PETIT EXERCICE:
Veuillez extraire toutes les lignes des entrées ci-dessous qui contiennent le mot « drop ».

★ ★ ★ ★ ★

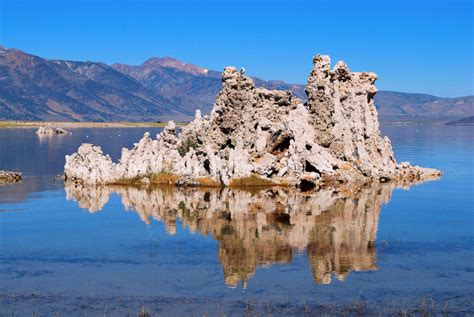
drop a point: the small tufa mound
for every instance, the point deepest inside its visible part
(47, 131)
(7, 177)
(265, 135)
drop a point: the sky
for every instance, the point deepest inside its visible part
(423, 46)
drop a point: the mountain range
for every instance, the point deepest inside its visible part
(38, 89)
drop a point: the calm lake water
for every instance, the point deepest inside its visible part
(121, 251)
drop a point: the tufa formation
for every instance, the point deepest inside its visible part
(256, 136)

★ ★ ★ ★ ★

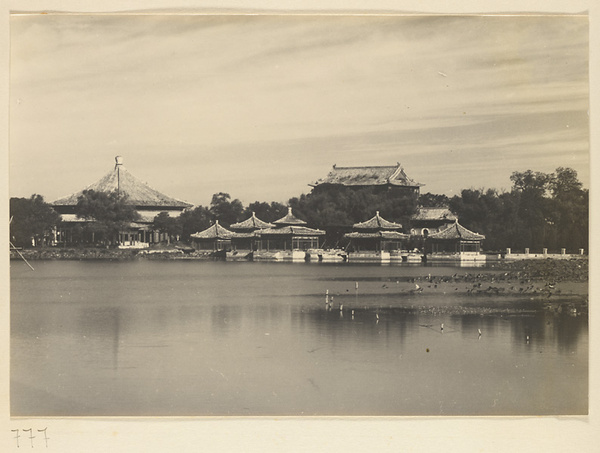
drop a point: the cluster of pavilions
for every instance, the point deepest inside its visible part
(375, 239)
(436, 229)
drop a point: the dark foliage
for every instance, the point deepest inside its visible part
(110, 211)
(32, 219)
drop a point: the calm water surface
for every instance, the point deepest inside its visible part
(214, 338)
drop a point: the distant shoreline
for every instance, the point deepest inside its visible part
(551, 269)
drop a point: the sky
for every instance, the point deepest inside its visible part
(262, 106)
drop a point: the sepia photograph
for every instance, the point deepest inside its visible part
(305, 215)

★ ★ ★ ★ ★

RÉSULTAT ATTENDU:
drop a point: the small tufa mound
drop a point: the sky
drop a point: the mountain range
drop a point: the calm lake water
drop a point: the tufa formation
drop a point: the cluster of pavilions
drop a point: the dark foliage
drop a point: the calm water surface
drop a point: the distant shoreline
drop a point: the sky
drop a point: the sepia photograph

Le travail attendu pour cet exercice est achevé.